Problem to solve: Edit the entries from their start through the line containing "[[[86,196],[91,184],[0,184],[0,197]]]", replacing "roadside grass" with "verge grass" and leaving everything else unchanged. Omit the pictures from your output.

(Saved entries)

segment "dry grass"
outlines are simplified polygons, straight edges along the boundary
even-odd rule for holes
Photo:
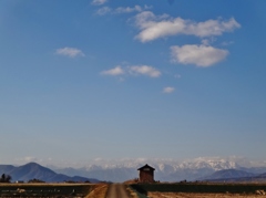
[[[96,185],[94,189],[85,198],[105,198],[108,194],[109,185]]]
[[[266,195],[149,192],[149,198],[266,198]]]

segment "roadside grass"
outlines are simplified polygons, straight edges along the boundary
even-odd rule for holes
[[[86,196],[91,184],[0,184],[0,197]]]

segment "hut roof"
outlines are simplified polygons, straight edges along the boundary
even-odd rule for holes
[[[155,168],[149,166],[147,164],[146,164],[145,166],[139,168],[137,170],[143,170],[143,169],[145,169],[145,168],[150,168],[150,169],[152,169],[152,170],[155,170]]]

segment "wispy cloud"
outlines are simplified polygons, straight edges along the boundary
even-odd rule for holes
[[[175,91],[175,88],[172,87],[172,86],[167,86],[167,87],[164,87],[164,88],[163,88],[163,93],[166,93],[166,94],[171,94],[171,93],[173,93],[174,91]]]
[[[112,13],[112,14],[132,13],[132,12],[142,12],[142,11],[149,10],[152,7],[149,7],[149,6],[144,6],[144,8],[142,8],[139,4],[136,4],[134,7],[119,7],[116,9],[112,9],[110,7],[103,7],[103,8],[100,8],[96,11],[96,13],[99,15],[105,15],[105,14],[109,14],[109,13]]]
[[[136,27],[141,32],[135,37],[141,42],[147,42],[160,38],[176,34],[195,35],[200,38],[221,35],[224,32],[232,32],[241,24],[231,18],[227,21],[222,19],[195,22],[182,18],[171,18],[167,14],[155,15],[151,11],[143,11],[135,17]]]
[[[182,64],[195,64],[201,67],[212,66],[228,55],[227,50],[207,45],[186,44],[171,46],[172,61]]]
[[[129,66],[129,71],[131,74],[147,75],[150,77],[158,77],[161,75],[158,70],[149,65]]]
[[[149,65],[131,65],[131,66],[115,66],[113,69],[110,70],[105,70],[101,72],[102,75],[123,75],[123,74],[127,74],[127,75],[146,75],[150,77],[158,77],[162,73],[153,67],[153,66],[149,66]]]
[[[103,8],[100,8],[98,11],[96,11],[96,14],[99,15],[105,15],[108,13],[112,12],[112,9],[109,8],[109,7],[103,7]]]
[[[55,50],[55,54],[65,55],[69,58],[85,56],[85,54],[81,50],[68,46]]]
[[[92,1],[92,4],[94,4],[94,6],[101,6],[101,4],[104,4],[105,2],[108,2],[108,0],[93,0],[93,1]]]
[[[115,9],[115,13],[130,13],[130,12],[141,12],[143,9],[140,6],[135,7],[119,7]]]
[[[122,75],[124,73],[124,70],[121,66],[115,66],[111,70],[105,70],[101,72],[102,75]]]

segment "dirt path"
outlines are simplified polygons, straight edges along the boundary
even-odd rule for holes
[[[106,198],[130,198],[125,186],[122,184],[112,184],[109,187]]]

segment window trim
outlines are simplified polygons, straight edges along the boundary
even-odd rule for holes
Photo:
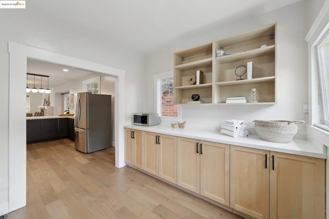
[[[153,75],[154,88],[154,111],[156,112],[161,117],[162,121],[181,121],[181,107],[180,105],[177,106],[177,117],[161,116],[161,100],[160,98],[158,98],[161,96],[161,82],[162,79],[167,78],[173,78],[174,73],[172,71],[166,71],[156,75]]]
[[[326,30],[326,32],[322,36],[319,42],[317,44],[315,48],[317,50],[317,59],[318,61],[318,71],[319,74],[319,86],[320,86],[320,94],[322,100],[322,115],[323,123],[329,125],[329,108],[328,104],[329,102],[329,97],[327,96],[326,92],[326,85],[325,82],[325,72],[323,63],[323,50],[322,46],[325,43],[329,42],[329,29]],[[329,74],[329,72],[327,72]],[[320,126],[321,127],[321,126]]]

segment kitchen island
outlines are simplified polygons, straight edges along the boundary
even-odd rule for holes
[[[26,117],[27,144],[74,137],[74,116]]]

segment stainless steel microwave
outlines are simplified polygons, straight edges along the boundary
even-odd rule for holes
[[[134,113],[134,124],[151,126],[160,124],[160,117],[157,113]]]

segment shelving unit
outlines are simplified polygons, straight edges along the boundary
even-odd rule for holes
[[[205,103],[220,105],[268,105],[276,102],[276,23],[220,39],[174,54],[174,102],[185,104],[192,94]],[[264,46],[264,45],[265,46]],[[223,47],[231,54],[216,57]],[[252,62],[252,79],[235,75],[240,65]],[[189,80],[198,70],[203,71],[203,84],[191,85]],[[259,103],[225,103],[228,97],[245,96],[255,88]]]

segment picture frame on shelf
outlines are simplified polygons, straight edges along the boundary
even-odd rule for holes
[[[84,92],[91,93],[92,94],[101,94],[100,76],[83,81],[82,84],[83,85],[83,90]]]

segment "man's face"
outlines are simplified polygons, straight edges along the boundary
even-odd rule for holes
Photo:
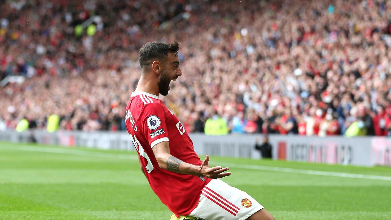
[[[182,72],[179,68],[178,56],[175,54],[169,53],[167,56],[167,59],[163,62],[163,69],[158,82],[159,92],[163,96],[167,96],[169,94],[171,80],[176,81],[178,76],[182,75]]]

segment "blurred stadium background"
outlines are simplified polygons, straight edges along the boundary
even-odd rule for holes
[[[149,41],[174,40],[183,75],[161,97],[200,155],[238,160],[237,179],[228,182],[253,190],[279,218],[391,219],[391,199],[382,196],[391,193],[390,10],[386,0],[0,0],[0,196],[8,198],[2,206],[0,197],[0,219],[168,218],[145,180],[118,177],[124,171],[142,178],[124,168],[136,161],[105,159],[113,174],[102,174],[105,165],[90,157],[135,155],[118,150],[134,150],[124,110],[140,73],[138,49]],[[79,154],[55,156],[64,150]],[[260,153],[273,160],[259,160]],[[251,172],[249,164],[269,168]],[[276,174],[276,167],[302,171]],[[90,170],[93,173],[87,174]],[[74,197],[38,197],[50,205],[29,206],[37,195],[21,190],[23,184],[56,193],[60,183],[50,177],[73,183],[67,189],[72,193],[84,189],[86,198],[101,192],[89,184],[107,179],[141,184],[158,213],[145,214],[147,207],[135,205],[142,195],[129,186],[113,194],[138,195],[121,197],[136,206],[118,205],[119,212],[94,200],[70,205]],[[43,186],[46,181],[52,188]],[[285,187],[290,191],[282,193]],[[319,198],[328,203],[312,206]],[[13,211],[10,199],[20,209]],[[90,205],[92,215],[77,209]]]

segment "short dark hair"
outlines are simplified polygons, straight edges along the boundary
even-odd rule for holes
[[[140,58],[138,63],[142,69],[144,67],[151,65],[156,60],[163,60],[167,58],[169,52],[174,54],[174,56],[178,55],[179,44],[174,41],[172,43],[167,43],[162,42],[153,41],[145,44],[138,50]]]

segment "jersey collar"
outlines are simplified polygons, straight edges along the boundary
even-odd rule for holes
[[[138,96],[141,94],[143,94],[143,95],[146,95],[148,96],[152,97],[152,98],[154,98],[157,99],[160,99],[159,98],[159,96],[155,96],[154,95],[153,95],[152,94],[151,94],[150,93],[148,93],[147,92],[132,92],[132,95],[131,95],[131,96],[133,97],[133,96]]]

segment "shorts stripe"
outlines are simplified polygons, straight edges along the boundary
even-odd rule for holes
[[[204,193],[205,193],[208,194],[210,196],[211,196],[212,197],[215,198],[215,199],[216,199],[216,200],[218,201],[219,202],[220,202],[223,205],[225,206],[227,208],[229,208],[230,209],[231,209],[231,210],[232,210],[234,212],[235,212],[236,213],[238,213],[238,212],[239,212],[239,211],[236,210],[236,209],[234,209],[231,206],[230,206],[228,204],[227,204],[225,202],[223,202],[221,200],[221,199],[219,199],[218,198],[216,197],[216,196],[215,196],[214,195],[213,195],[213,194],[212,194],[212,193],[210,193],[210,192],[208,192],[207,191],[205,190],[205,189],[203,189],[203,191],[202,191],[203,192],[204,192]]]
[[[233,204],[232,204],[232,203],[231,203],[231,202],[229,202],[229,201],[228,201],[228,200],[227,200],[226,199],[224,198],[223,198],[223,197],[222,197],[222,196],[221,196],[221,195],[219,195],[219,194],[218,194],[217,193],[216,193],[216,192],[215,192],[215,191],[213,191],[213,190],[212,190],[212,189],[209,189],[209,188],[208,188],[208,187],[207,186],[205,186],[205,187],[204,187],[204,188],[205,188],[205,189],[208,189],[208,190],[209,190],[209,191],[210,191],[212,192],[212,193],[214,193],[215,194],[215,195],[217,195],[217,196],[218,196],[219,197],[220,197],[221,198],[222,198],[222,199],[223,200],[224,200],[224,201],[225,201],[226,202],[228,202],[228,203],[229,204],[230,204],[230,205],[231,205],[231,206],[233,206],[234,207],[235,207],[236,208],[237,208],[237,209],[238,209],[238,211],[239,211],[239,210],[240,210],[240,209],[239,209],[239,208],[237,207],[237,206],[235,206],[235,205],[234,205]]]
[[[217,204],[217,205],[218,205],[219,206],[221,207],[222,208],[224,209],[225,209],[228,212],[229,212],[229,213],[230,213],[231,214],[233,215],[234,216],[236,216],[236,214],[233,213],[233,212],[232,212],[232,211],[231,211],[231,210],[228,209],[227,208],[226,208],[226,207],[224,207],[224,206],[222,206],[222,205],[221,205],[221,204],[220,204],[220,203],[219,203],[217,202],[216,202],[214,200],[213,200],[213,199],[212,199],[212,198],[211,198],[210,197],[208,196],[207,195],[206,195],[206,194],[205,194],[204,193],[202,193],[201,192],[201,195],[203,195],[205,197],[206,197],[207,198],[208,198],[211,201]]]

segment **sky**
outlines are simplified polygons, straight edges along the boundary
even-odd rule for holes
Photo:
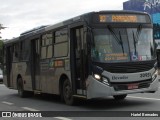
[[[92,11],[122,10],[127,0],[0,0],[2,39]]]

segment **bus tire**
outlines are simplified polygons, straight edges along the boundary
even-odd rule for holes
[[[72,93],[72,87],[68,79],[63,82],[63,99],[67,105],[74,105],[74,97]]]
[[[115,95],[113,96],[115,100],[124,100],[127,97],[127,94],[124,95]]]
[[[27,92],[23,89],[23,80],[21,77],[18,78],[18,80],[17,80],[17,89],[18,89],[18,95],[21,98],[24,98],[27,96]]]

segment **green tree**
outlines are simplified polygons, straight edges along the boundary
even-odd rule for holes
[[[2,24],[0,24],[0,34],[1,34],[1,30],[2,29],[5,29],[6,27],[3,27]],[[1,65],[3,63],[3,40],[2,40],[2,37],[0,35],[0,68],[1,68]]]

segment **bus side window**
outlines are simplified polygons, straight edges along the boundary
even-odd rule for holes
[[[54,57],[65,57],[68,55],[68,33],[67,29],[55,32]]]
[[[52,32],[42,35],[41,59],[52,58],[53,56],[53,34]]]

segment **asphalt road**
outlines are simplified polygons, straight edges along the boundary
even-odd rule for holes
[[[58,111],[58,113],[71,114],[67,117],[53,115],[53,117],[23,118],[26,120],[160,120],[160,89],[156,93],[130,94],[123,101],[115,101],[112,97],[108,97],[99,100],[79,100],[76,106],[68,106],[62,103],[59,97],[53,95],[36,95],[30,98],[20,98],[17,90],[8,89],[3,84],[0,84],[0,111],[34,111],[40,113],[41,111]],[[159,117],[142,117],[144,111],[148,111],[147,114],[157,114]],[[50,114],[56,113],[51,112]],[[138,115],[137,113],[141,114],[141,117],[135,117],[135,115]],[[111,114],[111,117],[106,117],[108,114]],[[121,114],[122,117],[119,116]],[[82,116],[76,117],[76,115]],[[131,116],[128,117],[128,115]],[[19,120],[22,118],[5,117],[0,119]]]

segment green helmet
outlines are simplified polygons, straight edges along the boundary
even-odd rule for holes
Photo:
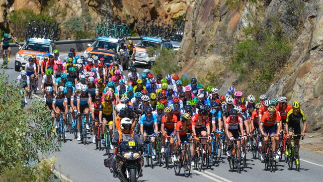
[[[165,108],[165,106],[163,103],[158,102],[157,107],[158,109],[163,109]]]
[[[193,100],[191,100],[188,101],[188,105],[189,105],[194,106],[195,105],[195,101]]]
[[[210,92],[212,91],[212,89],[213,89],[213,86],[208,86],[208,87],[206,88],[206,91]]]
[[[162,79],[162,84],[163,84],[163,83],[167,84],[167,80],[166,80],[166,79],[164,78],[163,79]]]
[[[197,84],[196,85],[196,88],[197,89],[201,89],[203,88],[203,85],[202,84]]]
[[[52,75],[52,74],[53,73],[53,71],[52,71],[52,69],[47,69],[46,70],[46,75],[47,76],[51,76]]]

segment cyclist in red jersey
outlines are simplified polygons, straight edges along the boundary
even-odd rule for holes
[[[271,137],[272,146],[271,150],[274,156],[277,159],[278,156],[276,153],[276,144],[278,144],[279,131],[280,131],[280,115],[279,112],[276,109],[276,107],[270,105],[268,107],[268,110],[265,112],[261,118],[259,129],[260,133],[264,136],[262,142],[261,161],[263,161],[265,158],[265,149],[267,145],[268,135]]]

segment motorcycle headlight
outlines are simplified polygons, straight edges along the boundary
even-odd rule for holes
[[[139,158],[139,157],[140,157],[141,155],[141,153],[140,152],[138,152],[134,153],[132,157],[134,158],[134,159],[137,159]]]

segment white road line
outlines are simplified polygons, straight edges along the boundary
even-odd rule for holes
[[[310,163],[310,164],[314,164],[314,165],[317,165],[317,166],[320,166],[320,167],[323,167],[323,165],[320,165],[320,164],[316,164],[316,163],[312,163],[312,162],[310,162],[310,161],[307,161],[307,160],[304,160],[304,159],[300,159],[300,160],[301,160],[301,161],[304,161],[304,162],[307,162],[307,163]]]
[[[60,178],[61,180],[64,180],[65,182],[73,182],[73,181],[71,180],[71,179],[64,176],[62,174],[62,173],[58,172],[55,170],[52,170],[52,172],[56,176],[57,178]]]
[[[208,175],[209,175],[213,176],[214,176],[214,177],[216,177],[216,178],[218,178],[218,179],[221,179],[221,180],[222,180],[223,182],[233,182],[232,181],[230,181],[230,180],[227,180],[227,179],[226,179],[225,178],[222,178],[222,177],[220,177],[220,176],[218,176],[218,175],[215,175],[215,174],[213,174],[213,173],[210,173],[210,172],[209,172],[208,171],[204,171],[203,172],[206,173],[207,174],[208,174]]]
[[[216,179],[215,178],[213,178],[213,177],[210,177],[210,176],[208,176],[208,175],[206,175],[204,173],[202,173],[202,172],[200,172],[198,171],[194,171],[194,173],[197,173],[197,174],[199,174],[199,175],[202,175],[202,176],[204,176],[204,177],[206,177],[206,178],[209,179],[210,180],[213,180],[213,181],[215,181],[215,182],[223,182],[222,181],[219,180],[218,180],[218,179]]]

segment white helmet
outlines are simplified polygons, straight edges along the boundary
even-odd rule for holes
[[[126,107],[126,104],[124,103],[118,103],[116,106],[115,106],[115,109],[117,111],[117,112],[119,112],[123,108]]]
[[[20,71],[20,75],[21,76],[25,76],[27,75],[27,72],[26,72],[24,70],[21,70]]]
[[[218,89],[215,88],[212,88],[212,93],[218,93],[218,92],[219,92],[219,90],[218,90]]]
[[[87,91],[87,86],[86,85],[83,85],[81,87],[81,90],[83,92],[85,92]]]
[[[120,128],[123,130],[125,128],[123,127],[123,125],[131,125],[132,123],[131,122],[131,120],[128,118],[128,117],[124,117],[121,119],[120,121]]]
[[[254,96],[252,95],[248,95],[247,99],[249,102],[253,103],[254,102]]]
[[[150,100],[150,98],[149,98],[149,97],[146,95],[143,95],[141,96],[141,99],[143,101],[148,101]]]
[[[233,103],[233,99],[232,99],[232,97],[227,97],[226,98],[226,102],[229,103],[229,104],[232,104],[232,103]]]

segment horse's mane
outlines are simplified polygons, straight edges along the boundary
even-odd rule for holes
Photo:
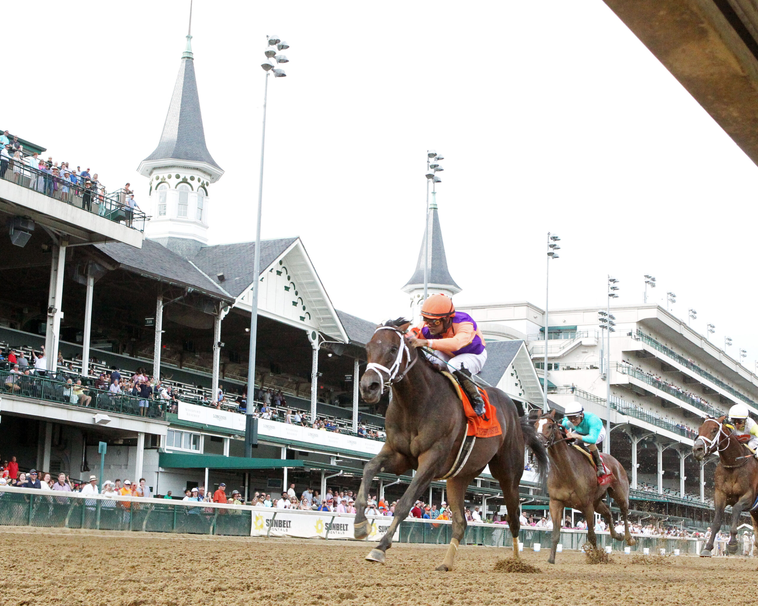
[[[389,326],[390,328],[397,328],[398,326],[402,326],[403,324],[409,324],[411,320],[406,320],[406,318],[400,316],[399,318],[395,320],[388,320],[384,324],[383,326]]]

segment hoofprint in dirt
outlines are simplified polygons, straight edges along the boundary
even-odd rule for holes
[[[396,543],[382,567],[364,560],[365,545],[293,539],[107,535],[0,529],[3,604],[393,604],[446,606],[534,603],[713,604],[744,606],[758,561],[667,558],[666,566],[585,564],[564,552],[555,565],[523,551],[541,573],[494,573],[509,549],[462,546],[452,572],[436,572],[446,545]],[[30,531],[32,532],[30,532]]]

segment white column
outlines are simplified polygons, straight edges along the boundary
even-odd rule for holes
[[[663,445],[656,442],[658,449],[658,494],[663,494]]]
[[[687,458],[687,454],[682,452],[681,450],[677,450],[677,453],[679,454],[679,496],[682,498],[684,498],[684,459]]]
[[[143,462],[145,461],[145,432],[137,433],[137,456],[136,456],[136,471],[134,475],[134,481],[139,483],[139,478],[143,473]]]
[[[52,423],[45,423],[45,445],[42,447],[42,466],[37,469],[39,474],[38,478],[42,478],[42,473],[50,470],[50,451],[52,449]]]
[[[631,488],[637,490],[637,445],[640,439],[636,436],[630,436],[631,439]]]
[[[87,266],[87,287],[84,297],[84,335],[82,337],[82,376],[89,376],[89,342],[92,328],[92,294],[95,278],[89,275]]]
[[[705,459],[700,461],[700,502],[706,502],[706,461]]]
[[[313,362],[311,366],[311,425],[316,420],[316,396],[318,395],[318,340],[311,343]]]
[[[360,362],[356,358],[352,363],[352,433],[358,433],[358,373]]]
[[[50,264],[50,288],[48,291],[48,320],[45,333],[45,355],[47,356],[48,370],[51,374],[58,369],[58,347],[60,341],[61,319],[63,311],[63,274],[66,264],[65,240],[61,245],[53,245],[52,261]],[[55,310],[55,311],[53,311]]]
[[[155,345],[152,351],[152,376],[155,383],[161,380],[161,341],[163,337],[163,295],[155,303]]]
[[[216,306],[216,317],[213,322],[213,379],[211,381],[212,400],[218,397],[218,370],[221,364],[221,306]]]

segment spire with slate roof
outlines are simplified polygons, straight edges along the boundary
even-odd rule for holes
[[[150,180],[146,233],[164,245],[177,238],[208,242],[208,186],[224,174],[205,146],[191,31],[190,4],[186,45],[161,140],[137,169]]]
[[[452,297],[460,292],[462,289],[456,283],[447,269],[445,244],[442,241],[442,228],[440,226],[440,215],[435,198],[432,198],[431,204],[429,205],[429,224],[428,226],[429,237],[427,242],[429,251],[427,270],[428,292],[429,295],[441,292]],[[421,248],[418,251],[418,261],[416,263],[415,271],[402,289],[403,292],[407,292],[411,295],[411,308],[413,310],[414,317],[420,316],[421,304],[423,302],[421,299],[424,297],[424,261],[426,258],[422,237]]]

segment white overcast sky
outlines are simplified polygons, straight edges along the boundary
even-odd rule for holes
[[[86,164],[110,189],[155,148],[188,0],[5,3],[0,128]],[[8,28],[6,28],[8,29]],[[255,238],[265,35],[271,82],[264,238],[299,236],[334,305],[407,313],[425,152],[459,303],[544,305],[545,239],[562,238],[553,308],[642,301],[643,274],[758,357],[751,313],[756,167],[601,0],[468,3],[196,0],[193,48],[212,243]],[[252,260],[251,260],[252,262]]]

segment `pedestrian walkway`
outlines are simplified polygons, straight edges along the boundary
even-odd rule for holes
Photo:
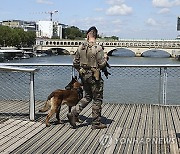
[[[180,106],[107,103],[102,122],[108,128],[91,130],[91,104],[77,129],[69,125],[66,106],[60,113],[64,123],[54,117],[45,127],[46,113],[38,112],[43,104],[36,102],[36,120],[29,121],[22,102],[0,101],[0,153],[180,153]]]

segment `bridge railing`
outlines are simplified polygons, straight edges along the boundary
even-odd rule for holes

Task response:
segment "dry grass"
outlines are simplified polygons, straight edges along the boundary
even-odd rule for holes
Photo:
[[[96,185],[94,189],[85,198],[105,198],[108,194],[109,185]]]
[[[266,195],[149,192],[149,198],[266,198]]]

segment "verge grass"
outlines are simplified polygons, straight edges along the boundary
even-odd rule for holes
[[[86,196],[91,184],[0,184],[0,197]]]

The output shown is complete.